* WORK INSTRUCTIONS
Starting with the line that contains "Reviewer note: verify that every instance of the pink" and going on through the line that contains "[[49, 100]]", render the lines below as a numbered list and leave out any blank lines.

* MATERIAL PROVIDED

————

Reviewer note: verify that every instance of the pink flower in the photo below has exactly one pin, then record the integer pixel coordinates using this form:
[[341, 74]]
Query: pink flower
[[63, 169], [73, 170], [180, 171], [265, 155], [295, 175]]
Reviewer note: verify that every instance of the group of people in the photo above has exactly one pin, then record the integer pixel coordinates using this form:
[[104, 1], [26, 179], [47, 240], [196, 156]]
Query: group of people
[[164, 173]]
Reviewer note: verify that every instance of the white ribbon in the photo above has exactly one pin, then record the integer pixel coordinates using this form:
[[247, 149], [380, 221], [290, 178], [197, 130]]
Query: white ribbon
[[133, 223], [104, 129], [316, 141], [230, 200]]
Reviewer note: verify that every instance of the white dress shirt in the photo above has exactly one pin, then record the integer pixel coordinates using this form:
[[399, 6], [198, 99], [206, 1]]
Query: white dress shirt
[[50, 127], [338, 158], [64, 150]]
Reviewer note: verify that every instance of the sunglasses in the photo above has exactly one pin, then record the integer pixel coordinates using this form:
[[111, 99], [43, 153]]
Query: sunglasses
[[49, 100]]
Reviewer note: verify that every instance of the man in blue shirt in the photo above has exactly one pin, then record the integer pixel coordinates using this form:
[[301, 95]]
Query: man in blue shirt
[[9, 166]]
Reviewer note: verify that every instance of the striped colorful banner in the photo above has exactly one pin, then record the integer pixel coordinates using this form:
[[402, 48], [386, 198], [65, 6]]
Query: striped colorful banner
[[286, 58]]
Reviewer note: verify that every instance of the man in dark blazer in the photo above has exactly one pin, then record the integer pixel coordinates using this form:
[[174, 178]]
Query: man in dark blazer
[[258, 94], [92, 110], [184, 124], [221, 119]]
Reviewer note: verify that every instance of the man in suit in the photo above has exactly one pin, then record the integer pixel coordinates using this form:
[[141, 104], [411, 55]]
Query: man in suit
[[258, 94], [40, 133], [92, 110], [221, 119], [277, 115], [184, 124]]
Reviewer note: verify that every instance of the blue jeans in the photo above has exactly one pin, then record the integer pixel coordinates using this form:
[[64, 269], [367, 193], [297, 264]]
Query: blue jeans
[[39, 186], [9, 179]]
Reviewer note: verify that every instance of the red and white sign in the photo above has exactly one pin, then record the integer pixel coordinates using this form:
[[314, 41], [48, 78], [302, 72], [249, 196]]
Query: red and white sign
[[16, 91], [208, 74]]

————

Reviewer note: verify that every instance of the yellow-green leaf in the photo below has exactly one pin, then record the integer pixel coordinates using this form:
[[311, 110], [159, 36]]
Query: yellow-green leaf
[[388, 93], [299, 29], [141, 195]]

————

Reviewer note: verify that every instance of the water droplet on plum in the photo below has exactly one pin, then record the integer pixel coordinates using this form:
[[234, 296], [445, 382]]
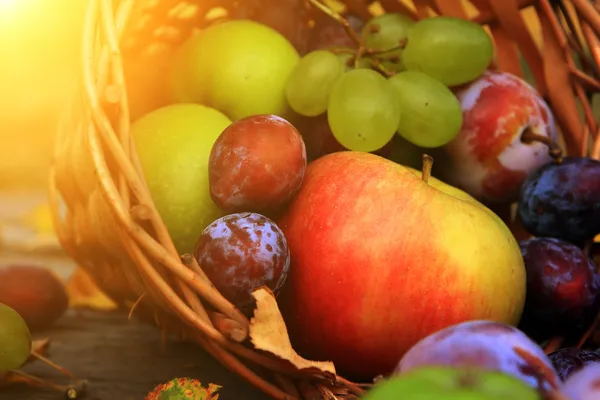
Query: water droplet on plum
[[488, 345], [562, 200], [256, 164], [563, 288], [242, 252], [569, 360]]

————

* RESPONSE
1. Reviewer note: verify that every instance of the pink flower in the photo below has exactly one pin, then record the integer pixel coordinates using this form:
2. [[341, 74]]
3. Query: pink flower
4. [[63, 169], [73, 170], [180, 171], [265, 155], [295, 175]]
5. Reviewer note: verify that every instance of the group of people in the photo above has exactly one pin, then record the integer pixel coordinates using this form:
6. [[104, 1], [26, 179], [47, 240], [196, 156]]
7. Query: group of people
8. [[164, 173]]
9. Reviewer note: verify that every instance of the white ribbon in the photo above has exactly one pin, then record the integer pixel coordinates using this form:
10. [[247, 149], [380, 221], [290, 178], [197, 130]]
11. Query: white ribbon
12. [[133, 223], [104, 129], [316, 141], [230, 200]]
13. Reviewer note: verify that every instance of the white dress shirt in the photo above has exactly one pin, then record the integer pixel coordinates using this form:
14. [[399, 6], [198, 99], [206, 1]]
15. Query: white dress shirt
16. [[50, 127], [338, 158], [64, 150]]
17. Reviewer note: verify that every instance of the sunglasses in the photo above has exactly one pin, then record the integer pixel coordinates using this form:
18. [[111, 99], [43, 153]]
19. Query: sunglasses
20. [[49, 100]]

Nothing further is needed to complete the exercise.